Текст для чтения:
Ирина Георгиевна Минералова
Русская литература Серебряного века
Поэтика символизма
Учебное пособие
Пятое издание

   Допущено Учебно-методическим объединением по специальностям педагогического образования в качестве учебного пособия для студентов высших учебных заведений, обучающихся по специальности 032900 – русский язык и литература
 
   Научный редактор:
   докт. филол. наук, профессор
   Минералов Ю.И.
 
 
   И.Г. Минералова – доктор филологических наук, профессор Московского педагогического государственного университета.
   Автор монографии «Литература поисков и открытий» (1991), учебников и учебных пособий «Русская литература серебряного века» (1999). «Практикум но детской литературе» (2001). «Детская литература» (2002) и ряда работ по теории литературы.

ВВЕДЕНИЕ

   В наши дни происходит возвращение отечественной культуре яркой плеяды литературных имен и целых пластов художественной литературы, связанных с этими именами. Это прежде всего писатели «серебряного века», значительная часть которых после революционных событий 1917 года и Гражданской войны стала писателями так называемого «русского Зарубежья». Исчезновение причин, тормозивших до недавнего времени полноценное изучение творчества таких художников, создает сегодня возможности более пристального и конкретного литературоведческого анализа их произведений, внесения в сферу научного рассмотрения фактов, ранее остававшихся либо на периферии этой сферы, либо вообще вне ее из-за идеологических барьеров и ограничений; для осмысления серебряного века в целом – как особого уникального периода литературно-художественного развития. Творчество писателей конца XIX – начала XX в., как и деятельность тех из них, чье творчество продолжилось впоследствии в эмиграции, попадало в поле зрения советского литературоведения. Однако интенсивность внимания к тем или иным из них и сам характер этого внимания обусловливались привходящими обстоятельствами. Так, в наблюдениях над творчеством А.Н. Толстого, вернувшегося в СССР и ставшего одним из крупнейших советских писателей, порою присутствовали апологетические интонации, творчество А.И. Куприна, успевшего вернуться на Родину, изучалось внимательно и вполне академически, творчество лауреата Нобелевской премии И.А. Бунина в 50-е годы было в основном возвращено советскому читателю и тоже стало исследоваться.

Список записей:
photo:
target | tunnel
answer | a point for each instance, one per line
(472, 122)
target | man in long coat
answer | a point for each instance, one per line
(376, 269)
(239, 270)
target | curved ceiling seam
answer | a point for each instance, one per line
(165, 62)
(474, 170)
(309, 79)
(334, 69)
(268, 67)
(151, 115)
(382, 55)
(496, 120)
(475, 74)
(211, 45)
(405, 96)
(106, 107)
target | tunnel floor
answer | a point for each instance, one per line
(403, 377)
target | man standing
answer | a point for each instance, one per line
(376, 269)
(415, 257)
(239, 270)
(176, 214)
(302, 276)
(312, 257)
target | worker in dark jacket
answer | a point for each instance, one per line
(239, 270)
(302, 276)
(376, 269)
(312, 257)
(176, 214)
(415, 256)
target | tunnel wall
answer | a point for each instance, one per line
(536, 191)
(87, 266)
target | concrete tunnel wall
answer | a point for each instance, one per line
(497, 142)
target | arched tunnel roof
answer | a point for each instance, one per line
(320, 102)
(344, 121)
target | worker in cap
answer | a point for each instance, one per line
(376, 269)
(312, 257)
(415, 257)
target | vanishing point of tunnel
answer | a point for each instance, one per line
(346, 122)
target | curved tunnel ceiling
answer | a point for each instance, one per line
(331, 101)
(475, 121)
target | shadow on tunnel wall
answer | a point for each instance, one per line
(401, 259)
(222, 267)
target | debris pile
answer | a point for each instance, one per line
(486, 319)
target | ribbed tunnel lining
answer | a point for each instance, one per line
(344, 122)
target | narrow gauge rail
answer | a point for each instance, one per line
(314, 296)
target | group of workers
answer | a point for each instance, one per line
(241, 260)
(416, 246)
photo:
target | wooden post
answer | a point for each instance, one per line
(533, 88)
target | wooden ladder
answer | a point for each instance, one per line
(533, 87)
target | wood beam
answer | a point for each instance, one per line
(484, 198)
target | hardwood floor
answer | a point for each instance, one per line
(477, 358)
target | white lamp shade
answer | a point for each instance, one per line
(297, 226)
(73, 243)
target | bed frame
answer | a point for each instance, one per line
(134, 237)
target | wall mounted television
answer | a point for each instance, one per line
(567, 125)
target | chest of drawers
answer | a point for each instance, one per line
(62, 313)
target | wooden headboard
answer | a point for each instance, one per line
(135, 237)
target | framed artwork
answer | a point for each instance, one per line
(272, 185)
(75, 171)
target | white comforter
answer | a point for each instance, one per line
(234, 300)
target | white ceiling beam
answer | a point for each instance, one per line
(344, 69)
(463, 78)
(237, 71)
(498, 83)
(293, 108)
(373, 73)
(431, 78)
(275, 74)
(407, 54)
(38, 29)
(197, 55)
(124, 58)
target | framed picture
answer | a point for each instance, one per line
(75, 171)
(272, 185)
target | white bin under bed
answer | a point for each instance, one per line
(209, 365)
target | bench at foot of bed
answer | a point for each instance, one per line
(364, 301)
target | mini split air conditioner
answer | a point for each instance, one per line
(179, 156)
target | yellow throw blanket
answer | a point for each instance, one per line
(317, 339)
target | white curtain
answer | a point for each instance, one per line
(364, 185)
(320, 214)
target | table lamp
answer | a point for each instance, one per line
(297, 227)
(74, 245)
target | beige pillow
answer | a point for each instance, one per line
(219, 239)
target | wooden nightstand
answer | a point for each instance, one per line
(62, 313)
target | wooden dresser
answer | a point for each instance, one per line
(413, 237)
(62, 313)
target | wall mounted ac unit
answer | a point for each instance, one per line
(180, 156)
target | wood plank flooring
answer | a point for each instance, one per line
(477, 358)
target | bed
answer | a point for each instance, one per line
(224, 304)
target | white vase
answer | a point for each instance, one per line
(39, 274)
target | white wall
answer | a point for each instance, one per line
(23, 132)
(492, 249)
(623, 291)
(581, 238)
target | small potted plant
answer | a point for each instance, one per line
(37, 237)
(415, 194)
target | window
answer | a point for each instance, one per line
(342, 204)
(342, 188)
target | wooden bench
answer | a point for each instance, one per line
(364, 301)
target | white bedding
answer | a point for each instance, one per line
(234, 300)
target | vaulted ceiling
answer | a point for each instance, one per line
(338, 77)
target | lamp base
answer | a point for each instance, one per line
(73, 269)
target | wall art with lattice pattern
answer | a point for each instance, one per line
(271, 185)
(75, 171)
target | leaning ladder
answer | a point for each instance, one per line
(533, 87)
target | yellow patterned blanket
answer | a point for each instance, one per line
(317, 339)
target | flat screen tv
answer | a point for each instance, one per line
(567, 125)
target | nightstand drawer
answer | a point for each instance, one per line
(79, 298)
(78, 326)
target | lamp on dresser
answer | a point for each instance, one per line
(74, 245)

Задания:
(a) Назовите всех писателей, которых введение в тексте о литературе Серебряного века упоминает при разговоре об их творчестве.
(b) Пожалуйста, продублируйте фрагмент текста о литературе Серебряного века от слов «Ирина Георгиевна Минералова» до слов «педагогического государственного университета.» включительно.
(c) Допишите продолжение текста о литературе Серебряного века, начав сразу после его последнего предложения.
Перечень — самостоятельный материал, с текстом о литературе Серебряного века не связанный.

Ответы к заданиям:
(a) А.Н. Толстой, А.И. Куприн, И.А. Бунин.

(b)
Ирина Георгиевна Минералова
Русская литература Серебряного века
Поэтика символизма
Учебное пособие
Пятое издание

   Допущено Учебно-методическим объединением по специальностям педагогического образования в качестве учебного пособия для студентов высших учебных заведений, обучающихся по специальности 032900 – русский язык и литература
 
   Научный редактор:
   докт. филол. наук, профессор
   Минералов Ю.И.
 
 
   И.Г. Минералова – доктор филологических наук, профессор Московского педагогического государственного университета.

(c)
   Б. Зайцев, И. Шмелев, А. Ремизов, Е. Замятин, В. Ходасевич, Д. Мережковский и др. возвращались в нашу культуру трудно и медленно. Изучение таких художников внутри страны только лишь возобновляется. От вступительных статей в сборниках «избранного» и проходных упоминаний в различных контекстах литературоведы начинают переходить к осмыслению роли литературных деятелей и характера их творчества в системе культуры серебряного века в ее неповторимом своеобразии. Потому заново прочитываются и вводятся в активный научный обиход работы П.Бицилли, И. Ильина, К. Мочульского и др. исследователей из кругов русского Зарубежья, потому российские литературоведы в последние годы со все более напряженным вниманием обращаются к изучению творчества названных художников, а также, например, Вяч. Иванова, А. Белого, К. Бальмонта, В. Розанова, Ф. Сологуба и др., заново возвращаются к наблюдениям над творчеством А. Блока, В. Брюсова, Ив. Бунина и др. Естественно, что нового внимания к себе требуют также те литературно-художественные группировки и течения, к которым в серебряный век принадлежали многие из крупнейших его деятелей (символизм, акмеизм, футуризм и т.д.), тем более что некоторые устоявшиеся идеологические их оценки уже устарели, но, будучи сняты конкретным объективным анализом, все еще оказывают определенное воздействие на читателя, формируют стереотипы, преодолевать которые в психологическом смысле нелегко.
   Для литературы конца XIX – начала XX вв. характерны и некоторые общие, универсальные тенденции, которые дают о себе знать и в произведениях символистов, и в творчестве несомненных реалистов. Художественный синтез принадлежит к числу таких общих для серебряного века особенностей.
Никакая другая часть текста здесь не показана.